**Extrait proposé:**

De plus, les mers de Chine deviennent le champ de bataille des illusions occidentales. Pendant que l'Occident se ruine dans la guerre par procuration qu'il a lui-même conçue et déclenchée à partir du coup d'Etat de Maïdan en Ukraine, la Chine contrôle et régule les routes de la mer. Les tensions en mers de Chine méridionale et orientale - autour des archipels Senkaku, Paracels et Spratleys - traduisent la panique stratégique américaine : contenir Pékin avant qu'il ne redessine l'ordre du Pacifique. Mais la stratégie d'endiguement de Washington, matérialisée par l' AUKUS (2021) et le QUAD, s'essouffle face à la réalité : la puissance chinoise, tout comme la puissance russe, n'est plus contenable. L'économie chinoise, adossée à la Nouvelle Route de la Soie de Xi Jinping, connecte désormais l'Asie du Sud-Est, l'Afrique et l'Amérique latine dans un système d'échanges Sud-Sud autonome des circuits financiers occidentaux. Les incursions américaines en mers de Chine, sous prétexte de « liberté de navigation », ne sont que les dernières convulsions d'un empire maritime à l'agonie.

**Données extraites:**
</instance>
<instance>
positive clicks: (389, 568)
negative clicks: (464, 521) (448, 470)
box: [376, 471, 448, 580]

**Exercices:**
A. Indiquez si chacune des affirmations suivantes concorde avec l'extrait en répondant par oui ou par non, puis citez les mots exacts du texte qui le justifient : (i) l'AUKUS date de 2021 ; (ii) la puissance chinoise demeure contenable ; (iii) les tensions évoquées se situent en mer de Chine septentrionale.
B. Relevez tous les archipels nommés dans l'extrait.
C. D'après l'extrait, sur quelle initiative l'économie chinoise s'adosse-t-elle ?
Pour répondre, appuyez-vous uniquement sur l'extrait.

**Réponses par exercice:**
A.
(i) Oui : « l' AUKUS (2021) ».
(ii) Non : « la puissance chinoise, tout comme la puissance russe, n'est plus contenable ».
(iii) Non : « en mers de Chine méridionale et orientale ».

B. Senkaku, Paracels, Spratleys

C. Sur la Nouvelle Route de la Soie de Xi Jinping.